--- Begin Source data ---

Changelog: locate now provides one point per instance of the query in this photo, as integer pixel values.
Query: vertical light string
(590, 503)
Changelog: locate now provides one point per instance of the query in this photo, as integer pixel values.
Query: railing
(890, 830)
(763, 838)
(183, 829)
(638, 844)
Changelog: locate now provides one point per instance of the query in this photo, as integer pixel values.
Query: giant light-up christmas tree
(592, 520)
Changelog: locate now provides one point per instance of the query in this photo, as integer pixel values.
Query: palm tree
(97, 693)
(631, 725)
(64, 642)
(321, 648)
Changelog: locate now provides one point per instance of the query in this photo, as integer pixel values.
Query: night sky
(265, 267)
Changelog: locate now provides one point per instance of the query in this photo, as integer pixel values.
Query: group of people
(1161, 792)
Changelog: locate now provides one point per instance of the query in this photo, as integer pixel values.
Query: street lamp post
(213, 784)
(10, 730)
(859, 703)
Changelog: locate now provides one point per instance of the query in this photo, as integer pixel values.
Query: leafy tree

--- End Source data ---

Each of the records should be retyped exactly.

- _Completed task_
Changelog: locate now provides one point per instance of the query in this photo, as integer pixel values.
Query: vertical light string
(590, 503)
Changelog: locate now provides one point per instance of the query in this photo, as integer pixel values.
Query: railing
(890, 830)
(763, 838)
(183, 829)
(638, 844)
Changelog: locate now provides one point per instance of the query in this photo, as integer pixel values.
Query: giant light-up christmas tree
(592, 520)
Changelog: locate now provides one point per instance of the query in this photo, as integer pixel values.
Query: palm tree
(97, 693)
(631, 725)
(64, 642)
(321, 648)
Changelog: locate now provides one point per instance of the query in this photo, as integer pixel values.
Query: night sky
(265, 267)
Changelog: locate now provides one point per instance of the query in this photo, as integer pixel values.
Query: group of people
(1161, 792)
Changelog: locate now provides one point per instance of the query in this photo, as integer pixel values.
Query: street lamp post
(213, 784)
(10, 730)
(859, 703)
Changelog: locate now provides one point per instance of the query in this photo, as integer pixel values.
Query: leafy tree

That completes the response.